• _TEXT SEGMENT_

++++++++++

Friday, August 04, 2023

2023/112: Broken Light — Joanne Harris

...instead of taking my invisibility as a sign that I have reached my expiry date, I can see it for what it really is. A superpower. [loc. 1563]

When Bernie Moon was a little girl -- 'when magic was easier than maths' -- she used to play House with her friend Katie. Their version of House was a kind of telepathy or empathy, a 'looking inside other people'. Katie and Bernie fell out over an incident at primary school, and Bernie lost that ability -- after a lightly-sketched but harrowing incident at secondary school -- when she had her first period. Now she's menopausal, and it's coming back...

The novel opens with a vivid dream, a woman jogging in the park at night, attacked. It's not just a dream, and Bernie's rage at the 'she shouldn't have been running alone' victim-blaming is tempered by unease at her vivid second-hand experience. Sensing predatory intentions from a man in a cafe -- who turns out to be Woody, an old friend of her husband's -- Bernie befriends barista Iris, Woody's target. She's a woman in her twenties, a comics fan who quickly recognises Bernie's gift ('Jesus, Bernie. If you’re going to have a superpower, you could at least take an interest') and encourages her to use it in positive ways. Positive for women, anyway... Woody, who now passes out every time he thinks a predatory thought, is convinced that there's a terrible feminist conspiracy to eliminate masculinity. But it's never that simple, even for somebody who can, literally, change minds.

++++++++++

• _ENTRIES SHOWN_
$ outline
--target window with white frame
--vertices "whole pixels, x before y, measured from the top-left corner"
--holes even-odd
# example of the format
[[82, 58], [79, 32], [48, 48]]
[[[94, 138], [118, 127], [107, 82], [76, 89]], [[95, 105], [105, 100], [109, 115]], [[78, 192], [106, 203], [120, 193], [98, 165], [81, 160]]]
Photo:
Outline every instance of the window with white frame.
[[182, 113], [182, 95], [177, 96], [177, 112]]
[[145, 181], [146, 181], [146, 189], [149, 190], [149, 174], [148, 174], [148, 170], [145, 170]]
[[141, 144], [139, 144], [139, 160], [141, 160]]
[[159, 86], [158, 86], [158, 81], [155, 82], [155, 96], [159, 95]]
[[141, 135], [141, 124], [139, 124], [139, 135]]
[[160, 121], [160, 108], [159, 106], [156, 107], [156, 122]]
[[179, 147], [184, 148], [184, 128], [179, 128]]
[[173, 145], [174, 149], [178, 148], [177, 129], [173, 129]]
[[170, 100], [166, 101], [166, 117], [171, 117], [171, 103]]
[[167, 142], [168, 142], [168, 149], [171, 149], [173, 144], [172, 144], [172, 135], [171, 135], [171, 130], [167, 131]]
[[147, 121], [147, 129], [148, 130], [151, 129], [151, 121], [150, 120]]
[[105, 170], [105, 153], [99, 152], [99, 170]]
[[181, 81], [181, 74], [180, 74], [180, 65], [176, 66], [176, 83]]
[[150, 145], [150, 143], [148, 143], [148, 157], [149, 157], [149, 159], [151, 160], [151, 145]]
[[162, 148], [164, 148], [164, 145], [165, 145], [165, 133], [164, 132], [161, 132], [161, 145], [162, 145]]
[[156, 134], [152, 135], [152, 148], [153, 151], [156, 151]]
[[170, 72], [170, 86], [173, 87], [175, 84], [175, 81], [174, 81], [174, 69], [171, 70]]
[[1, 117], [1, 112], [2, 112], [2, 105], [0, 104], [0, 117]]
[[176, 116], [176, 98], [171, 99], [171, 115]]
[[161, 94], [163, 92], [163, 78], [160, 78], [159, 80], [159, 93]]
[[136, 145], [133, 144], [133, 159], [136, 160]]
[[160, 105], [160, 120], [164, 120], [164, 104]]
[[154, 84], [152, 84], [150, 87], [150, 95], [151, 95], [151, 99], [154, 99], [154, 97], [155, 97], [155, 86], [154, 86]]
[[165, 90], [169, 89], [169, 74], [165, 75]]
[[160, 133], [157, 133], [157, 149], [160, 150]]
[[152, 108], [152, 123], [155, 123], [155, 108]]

++++++++++

• _THE PROBLEM_
Pick up the review of the novel Broken Light after its last sentence and continue it.

• _EXERCISE OUTPUT_
Broken Light is told almost entirely in two voices: Bernie's LiveJournal entries, and a memoir entitled Class of '92, by Bernie's childhood friend Katie. It's evident from the start that something terrible has happened, but Harris' pacing is excellent, and keeps us guessing until (and beyond?) the end. Bernie doesn't really dwell on her own isolation, but she's married to a man who is (at best) emotionally distant; barely sees her adult son; and is endlessly frustrated by her mother. Until she joins an all-women (and very diverse) running group she doesn't really have friends.

Plenty of talking points here. Are all the men Bernie meets really that vile? Isn't she engaged in a sort of violation (a word Katie uses) when she 'looks inside' people who are unaware of her presence in their minds? Is there something especially unsettling about lurking in someone else's mind while they masturbate? Is the death of the man killed in an all-female space ('he’d seen no need to dress as a woman to do so') his own fault, or Bernie's? And why does Bernie still want to prove herself at the class reunion?

I read this voraciously, wondering (of course) what I would do with Bernie's power, what I would do in her place. Harris has said this novel was written in response to Stephen King's Carrie (in which supernatural powers arrive with Carrie's menses). I like the idea of menopause as the beginning of magic, rather than the end of visibility. Broken Light is not entirely cheerful, but I found it uplifting and positive, and full of rage, and full of hope.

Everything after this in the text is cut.